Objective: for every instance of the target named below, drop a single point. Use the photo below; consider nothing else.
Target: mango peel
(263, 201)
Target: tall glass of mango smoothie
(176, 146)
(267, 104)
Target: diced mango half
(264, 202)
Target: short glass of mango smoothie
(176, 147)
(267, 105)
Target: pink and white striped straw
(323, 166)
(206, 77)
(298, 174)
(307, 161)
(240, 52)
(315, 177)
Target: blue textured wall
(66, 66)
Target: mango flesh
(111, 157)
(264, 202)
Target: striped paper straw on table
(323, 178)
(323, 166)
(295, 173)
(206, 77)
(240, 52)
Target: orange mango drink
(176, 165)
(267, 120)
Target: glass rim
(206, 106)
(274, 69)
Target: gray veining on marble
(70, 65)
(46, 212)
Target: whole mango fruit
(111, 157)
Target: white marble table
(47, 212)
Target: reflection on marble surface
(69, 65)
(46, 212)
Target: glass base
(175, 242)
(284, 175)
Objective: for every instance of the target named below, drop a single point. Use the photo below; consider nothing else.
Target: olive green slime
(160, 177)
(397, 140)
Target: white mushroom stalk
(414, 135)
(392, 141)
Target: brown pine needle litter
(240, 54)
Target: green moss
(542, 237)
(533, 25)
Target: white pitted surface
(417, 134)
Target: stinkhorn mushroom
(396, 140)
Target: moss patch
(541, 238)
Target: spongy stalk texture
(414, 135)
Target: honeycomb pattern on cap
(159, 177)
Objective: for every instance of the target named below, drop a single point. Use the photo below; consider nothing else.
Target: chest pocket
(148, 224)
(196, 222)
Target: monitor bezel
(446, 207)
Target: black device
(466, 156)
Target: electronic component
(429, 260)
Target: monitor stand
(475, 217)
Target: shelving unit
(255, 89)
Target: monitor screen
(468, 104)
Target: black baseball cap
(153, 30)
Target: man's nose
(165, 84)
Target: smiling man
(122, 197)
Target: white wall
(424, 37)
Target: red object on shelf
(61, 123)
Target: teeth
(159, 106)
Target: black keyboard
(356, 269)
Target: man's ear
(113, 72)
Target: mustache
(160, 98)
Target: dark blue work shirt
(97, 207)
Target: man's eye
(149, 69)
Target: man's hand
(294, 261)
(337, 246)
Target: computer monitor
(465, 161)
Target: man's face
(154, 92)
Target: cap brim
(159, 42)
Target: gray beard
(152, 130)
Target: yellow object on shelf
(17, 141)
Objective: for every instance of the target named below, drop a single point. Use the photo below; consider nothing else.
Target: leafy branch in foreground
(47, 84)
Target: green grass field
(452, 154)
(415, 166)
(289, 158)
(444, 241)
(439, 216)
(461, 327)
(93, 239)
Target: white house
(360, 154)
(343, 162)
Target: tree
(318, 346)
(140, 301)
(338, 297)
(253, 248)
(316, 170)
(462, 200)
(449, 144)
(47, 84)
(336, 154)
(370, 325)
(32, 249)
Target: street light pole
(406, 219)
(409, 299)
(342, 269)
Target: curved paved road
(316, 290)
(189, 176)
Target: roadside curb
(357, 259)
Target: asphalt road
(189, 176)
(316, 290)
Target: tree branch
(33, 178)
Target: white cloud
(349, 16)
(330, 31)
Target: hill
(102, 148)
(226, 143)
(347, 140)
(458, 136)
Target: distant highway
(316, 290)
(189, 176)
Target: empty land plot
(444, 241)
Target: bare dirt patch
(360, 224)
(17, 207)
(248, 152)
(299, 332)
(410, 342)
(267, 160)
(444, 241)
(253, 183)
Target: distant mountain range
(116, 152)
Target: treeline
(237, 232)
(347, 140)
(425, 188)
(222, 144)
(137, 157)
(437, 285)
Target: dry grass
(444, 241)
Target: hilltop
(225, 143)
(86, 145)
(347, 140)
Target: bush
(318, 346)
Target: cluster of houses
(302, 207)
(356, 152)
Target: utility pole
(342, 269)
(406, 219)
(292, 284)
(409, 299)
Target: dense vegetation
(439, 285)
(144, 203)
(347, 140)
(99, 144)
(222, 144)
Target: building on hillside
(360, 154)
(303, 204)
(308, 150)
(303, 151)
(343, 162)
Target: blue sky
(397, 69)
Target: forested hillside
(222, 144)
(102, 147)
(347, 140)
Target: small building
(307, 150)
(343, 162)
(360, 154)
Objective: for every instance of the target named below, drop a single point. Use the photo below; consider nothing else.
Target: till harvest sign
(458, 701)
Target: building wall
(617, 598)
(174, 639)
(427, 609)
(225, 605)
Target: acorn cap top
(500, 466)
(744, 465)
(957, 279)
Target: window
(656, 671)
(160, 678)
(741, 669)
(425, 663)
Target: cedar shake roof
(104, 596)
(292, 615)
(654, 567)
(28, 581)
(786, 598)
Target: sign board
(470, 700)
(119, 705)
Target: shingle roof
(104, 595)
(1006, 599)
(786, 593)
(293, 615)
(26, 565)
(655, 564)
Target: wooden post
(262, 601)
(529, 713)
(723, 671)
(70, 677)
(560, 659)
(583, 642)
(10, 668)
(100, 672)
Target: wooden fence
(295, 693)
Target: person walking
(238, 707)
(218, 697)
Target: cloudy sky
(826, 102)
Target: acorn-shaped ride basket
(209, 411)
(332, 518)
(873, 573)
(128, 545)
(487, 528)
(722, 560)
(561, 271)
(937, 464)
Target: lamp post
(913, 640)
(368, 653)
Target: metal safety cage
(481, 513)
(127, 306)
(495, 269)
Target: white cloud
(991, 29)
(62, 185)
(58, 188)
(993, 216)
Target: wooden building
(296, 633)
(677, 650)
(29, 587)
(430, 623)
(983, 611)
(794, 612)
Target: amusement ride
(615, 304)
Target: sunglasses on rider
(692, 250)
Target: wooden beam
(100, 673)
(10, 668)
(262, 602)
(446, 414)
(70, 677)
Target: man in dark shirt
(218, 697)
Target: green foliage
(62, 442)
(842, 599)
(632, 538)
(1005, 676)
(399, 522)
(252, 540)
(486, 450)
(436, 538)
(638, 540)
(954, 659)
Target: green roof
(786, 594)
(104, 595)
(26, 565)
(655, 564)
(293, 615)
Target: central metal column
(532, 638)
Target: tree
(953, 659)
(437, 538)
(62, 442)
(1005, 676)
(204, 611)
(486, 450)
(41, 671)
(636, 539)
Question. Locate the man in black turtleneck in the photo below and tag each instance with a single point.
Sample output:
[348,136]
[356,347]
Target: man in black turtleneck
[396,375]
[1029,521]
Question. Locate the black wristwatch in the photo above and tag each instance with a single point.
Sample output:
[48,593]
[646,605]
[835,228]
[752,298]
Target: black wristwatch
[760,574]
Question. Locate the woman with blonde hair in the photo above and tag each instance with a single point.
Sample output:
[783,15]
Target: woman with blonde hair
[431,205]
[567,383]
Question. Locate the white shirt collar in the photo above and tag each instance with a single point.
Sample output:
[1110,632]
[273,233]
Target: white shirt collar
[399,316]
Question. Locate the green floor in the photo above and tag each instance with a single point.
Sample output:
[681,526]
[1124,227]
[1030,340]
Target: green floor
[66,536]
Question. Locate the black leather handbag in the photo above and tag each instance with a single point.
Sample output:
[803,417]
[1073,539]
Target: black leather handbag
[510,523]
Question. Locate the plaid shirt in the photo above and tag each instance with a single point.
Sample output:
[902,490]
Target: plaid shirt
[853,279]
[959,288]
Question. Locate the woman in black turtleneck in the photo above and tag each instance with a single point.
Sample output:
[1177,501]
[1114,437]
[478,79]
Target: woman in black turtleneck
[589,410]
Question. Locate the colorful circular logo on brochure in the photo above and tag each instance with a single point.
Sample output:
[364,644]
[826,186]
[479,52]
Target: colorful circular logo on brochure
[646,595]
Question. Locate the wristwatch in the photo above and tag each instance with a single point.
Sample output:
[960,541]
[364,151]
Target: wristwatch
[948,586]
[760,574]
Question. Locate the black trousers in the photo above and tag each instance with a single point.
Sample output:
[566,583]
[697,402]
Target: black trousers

____________________

Exercise brief: What the answer needs is every line from the data above with "trousers" in it.

Response area:
Question. Locate the black trousers in the photo above and tag each instance with a single point.
Target: black trousers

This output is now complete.